REQUIREMENTS:
Copy out every line of the material below from the one containing "segment --target=stone tomb" through the one containing "M 70 162 L 112", both included. Scale only the vertex coordinates of the traced outline by 2.55, rounding each to a whole number with halves going up, and leave all other numbers unchanged, including those under "formatted like:".

Image boundary annotation data:
_ _ _ _

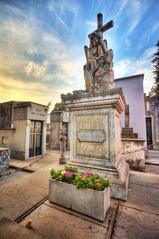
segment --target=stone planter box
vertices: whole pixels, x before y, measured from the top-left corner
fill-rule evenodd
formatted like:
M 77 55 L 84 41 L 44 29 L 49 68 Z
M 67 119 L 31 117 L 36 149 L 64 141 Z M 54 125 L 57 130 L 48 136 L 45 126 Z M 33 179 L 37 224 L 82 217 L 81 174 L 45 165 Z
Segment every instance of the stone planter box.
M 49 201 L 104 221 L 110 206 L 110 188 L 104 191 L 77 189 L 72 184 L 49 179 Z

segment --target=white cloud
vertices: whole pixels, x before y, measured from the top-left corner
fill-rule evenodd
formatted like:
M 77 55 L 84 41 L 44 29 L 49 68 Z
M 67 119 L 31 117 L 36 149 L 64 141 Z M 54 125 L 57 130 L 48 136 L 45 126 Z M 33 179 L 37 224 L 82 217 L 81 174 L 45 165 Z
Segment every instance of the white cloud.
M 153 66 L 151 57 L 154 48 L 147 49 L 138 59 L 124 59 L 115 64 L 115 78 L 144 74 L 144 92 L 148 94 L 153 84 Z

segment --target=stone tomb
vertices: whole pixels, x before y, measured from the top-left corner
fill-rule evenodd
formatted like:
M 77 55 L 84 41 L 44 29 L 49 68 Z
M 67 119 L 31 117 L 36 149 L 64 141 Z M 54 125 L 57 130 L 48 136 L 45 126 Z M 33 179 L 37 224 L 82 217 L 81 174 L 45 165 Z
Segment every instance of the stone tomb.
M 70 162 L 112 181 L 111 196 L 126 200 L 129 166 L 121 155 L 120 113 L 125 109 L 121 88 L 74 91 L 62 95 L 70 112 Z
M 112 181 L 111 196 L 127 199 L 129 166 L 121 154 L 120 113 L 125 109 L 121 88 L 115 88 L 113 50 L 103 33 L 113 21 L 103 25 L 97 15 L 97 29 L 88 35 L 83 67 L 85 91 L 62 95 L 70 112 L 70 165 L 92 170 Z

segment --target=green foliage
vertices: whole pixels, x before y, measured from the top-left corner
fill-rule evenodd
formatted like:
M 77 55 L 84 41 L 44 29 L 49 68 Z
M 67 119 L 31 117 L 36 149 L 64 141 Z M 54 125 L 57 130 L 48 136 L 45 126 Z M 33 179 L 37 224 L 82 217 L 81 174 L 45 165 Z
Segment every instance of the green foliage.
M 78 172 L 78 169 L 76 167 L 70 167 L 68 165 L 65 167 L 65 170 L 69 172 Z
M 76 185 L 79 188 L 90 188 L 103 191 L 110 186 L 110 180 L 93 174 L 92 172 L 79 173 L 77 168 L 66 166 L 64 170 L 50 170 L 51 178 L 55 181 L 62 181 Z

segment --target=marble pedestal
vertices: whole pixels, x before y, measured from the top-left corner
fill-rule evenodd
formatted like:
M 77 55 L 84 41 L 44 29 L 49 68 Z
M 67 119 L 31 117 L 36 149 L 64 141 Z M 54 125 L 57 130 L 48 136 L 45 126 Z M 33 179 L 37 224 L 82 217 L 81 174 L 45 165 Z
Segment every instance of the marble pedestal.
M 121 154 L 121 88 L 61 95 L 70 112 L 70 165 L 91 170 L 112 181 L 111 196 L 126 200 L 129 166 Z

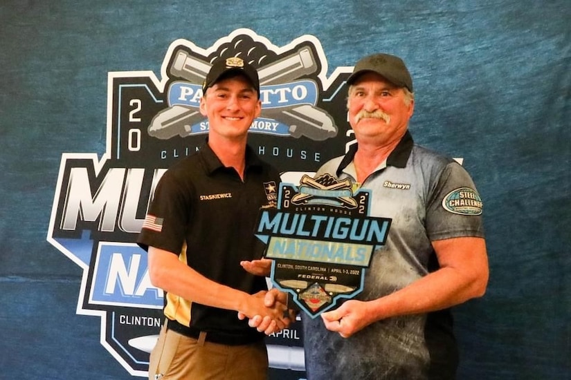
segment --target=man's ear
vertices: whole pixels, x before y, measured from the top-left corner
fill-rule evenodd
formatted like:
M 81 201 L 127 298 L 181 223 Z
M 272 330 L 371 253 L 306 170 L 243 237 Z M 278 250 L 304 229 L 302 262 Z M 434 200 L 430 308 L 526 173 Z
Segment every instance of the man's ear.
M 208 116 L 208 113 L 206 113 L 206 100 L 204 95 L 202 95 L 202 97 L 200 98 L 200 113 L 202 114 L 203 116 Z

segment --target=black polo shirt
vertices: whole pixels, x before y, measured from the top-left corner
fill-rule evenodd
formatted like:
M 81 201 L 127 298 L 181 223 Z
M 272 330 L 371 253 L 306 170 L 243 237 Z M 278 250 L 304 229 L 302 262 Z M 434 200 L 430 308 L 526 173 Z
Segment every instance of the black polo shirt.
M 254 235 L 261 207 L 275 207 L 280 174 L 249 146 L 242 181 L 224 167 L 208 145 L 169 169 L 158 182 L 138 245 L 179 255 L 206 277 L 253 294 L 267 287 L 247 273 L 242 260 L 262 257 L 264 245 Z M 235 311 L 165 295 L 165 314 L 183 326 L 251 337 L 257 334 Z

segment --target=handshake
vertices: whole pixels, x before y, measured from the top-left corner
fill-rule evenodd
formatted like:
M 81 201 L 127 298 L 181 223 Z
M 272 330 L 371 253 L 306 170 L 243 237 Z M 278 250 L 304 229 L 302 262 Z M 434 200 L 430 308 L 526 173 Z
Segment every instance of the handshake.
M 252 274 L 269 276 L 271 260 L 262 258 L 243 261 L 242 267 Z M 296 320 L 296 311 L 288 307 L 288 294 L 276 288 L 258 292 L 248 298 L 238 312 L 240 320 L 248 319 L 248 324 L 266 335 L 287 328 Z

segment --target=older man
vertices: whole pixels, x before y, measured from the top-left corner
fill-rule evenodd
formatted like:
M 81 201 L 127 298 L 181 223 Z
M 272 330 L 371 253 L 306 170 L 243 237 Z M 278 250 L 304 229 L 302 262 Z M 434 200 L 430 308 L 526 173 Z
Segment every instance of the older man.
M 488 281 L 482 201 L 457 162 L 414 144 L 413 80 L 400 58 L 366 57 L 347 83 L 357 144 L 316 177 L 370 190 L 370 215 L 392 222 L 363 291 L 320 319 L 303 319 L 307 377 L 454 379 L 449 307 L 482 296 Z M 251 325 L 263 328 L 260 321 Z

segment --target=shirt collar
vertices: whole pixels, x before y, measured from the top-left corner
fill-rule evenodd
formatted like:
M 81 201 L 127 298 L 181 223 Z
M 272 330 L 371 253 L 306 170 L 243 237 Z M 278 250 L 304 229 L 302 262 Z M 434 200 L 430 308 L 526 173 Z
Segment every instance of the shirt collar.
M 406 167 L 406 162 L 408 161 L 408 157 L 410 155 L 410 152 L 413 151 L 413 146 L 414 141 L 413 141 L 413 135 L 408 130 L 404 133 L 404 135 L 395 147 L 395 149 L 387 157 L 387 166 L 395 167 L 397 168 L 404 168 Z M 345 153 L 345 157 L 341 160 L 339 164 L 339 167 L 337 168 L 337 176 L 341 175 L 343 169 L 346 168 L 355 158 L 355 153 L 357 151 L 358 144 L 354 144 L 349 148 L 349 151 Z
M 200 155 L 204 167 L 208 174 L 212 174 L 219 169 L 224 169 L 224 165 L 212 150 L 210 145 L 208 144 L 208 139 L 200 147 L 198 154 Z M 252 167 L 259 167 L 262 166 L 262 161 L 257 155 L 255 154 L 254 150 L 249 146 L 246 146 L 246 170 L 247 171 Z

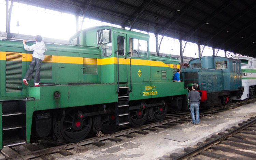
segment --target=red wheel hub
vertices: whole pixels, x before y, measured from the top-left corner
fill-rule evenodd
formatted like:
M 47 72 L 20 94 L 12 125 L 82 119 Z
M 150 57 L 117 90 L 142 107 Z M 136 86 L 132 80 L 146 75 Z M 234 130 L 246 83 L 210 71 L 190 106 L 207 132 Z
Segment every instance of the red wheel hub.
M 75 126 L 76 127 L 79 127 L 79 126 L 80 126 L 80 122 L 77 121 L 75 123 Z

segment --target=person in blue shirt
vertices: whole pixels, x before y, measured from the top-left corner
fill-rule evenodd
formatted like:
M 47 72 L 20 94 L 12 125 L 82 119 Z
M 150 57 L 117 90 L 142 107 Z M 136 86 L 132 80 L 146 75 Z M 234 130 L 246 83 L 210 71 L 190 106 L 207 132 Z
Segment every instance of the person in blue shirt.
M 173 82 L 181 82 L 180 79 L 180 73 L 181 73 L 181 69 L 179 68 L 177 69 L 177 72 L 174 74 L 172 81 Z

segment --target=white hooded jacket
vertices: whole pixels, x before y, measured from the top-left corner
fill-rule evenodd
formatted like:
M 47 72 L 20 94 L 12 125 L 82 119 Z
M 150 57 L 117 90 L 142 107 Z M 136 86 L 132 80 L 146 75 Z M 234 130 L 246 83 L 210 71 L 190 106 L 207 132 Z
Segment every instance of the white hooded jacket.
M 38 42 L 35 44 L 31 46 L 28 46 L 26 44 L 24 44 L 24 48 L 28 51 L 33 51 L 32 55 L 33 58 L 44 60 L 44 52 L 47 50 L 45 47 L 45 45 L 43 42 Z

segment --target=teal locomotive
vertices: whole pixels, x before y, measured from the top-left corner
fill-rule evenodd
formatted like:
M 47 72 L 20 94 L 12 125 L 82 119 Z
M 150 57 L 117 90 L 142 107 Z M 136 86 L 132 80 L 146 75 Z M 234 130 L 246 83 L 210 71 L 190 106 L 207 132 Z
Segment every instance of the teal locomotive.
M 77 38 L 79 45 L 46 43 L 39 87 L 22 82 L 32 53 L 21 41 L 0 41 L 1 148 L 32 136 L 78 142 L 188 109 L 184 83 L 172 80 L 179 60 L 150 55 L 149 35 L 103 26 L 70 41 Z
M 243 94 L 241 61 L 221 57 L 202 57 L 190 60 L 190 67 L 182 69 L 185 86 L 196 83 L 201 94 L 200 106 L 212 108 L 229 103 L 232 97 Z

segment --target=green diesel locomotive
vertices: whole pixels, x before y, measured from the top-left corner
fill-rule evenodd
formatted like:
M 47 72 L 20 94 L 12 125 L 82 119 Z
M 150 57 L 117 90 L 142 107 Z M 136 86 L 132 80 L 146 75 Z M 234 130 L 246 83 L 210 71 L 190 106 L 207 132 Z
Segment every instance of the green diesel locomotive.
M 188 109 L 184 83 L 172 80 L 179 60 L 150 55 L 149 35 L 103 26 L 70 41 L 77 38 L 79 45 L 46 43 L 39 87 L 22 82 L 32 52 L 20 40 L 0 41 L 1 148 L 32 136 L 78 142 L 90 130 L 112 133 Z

_ _ _ _

EXERCISE ANSWER:
segment --target=stone tomb
vertices: whole pixels, x before y, measured from the top-left corner
fill-rule evenodd
formatted like:
M 77 55 L 84 41 L 44 29 L 49 68 Z
M 67 119 L 31 117 L 36 149 L 64 141 Z M 54 125 L 57 130 L 48 136 L 45 126 Z M 33 179 L 37 224 L 82 217 L 81 174 L 45 165 Z
Segment every instance of the stone tomb.
M 179 413 L 286 462 L 283 500 L 321 510 L 329 423 L 309 395 L 306 288 L 319 278 L 309 224 L 189 232 L 158 242 L 179 286 Z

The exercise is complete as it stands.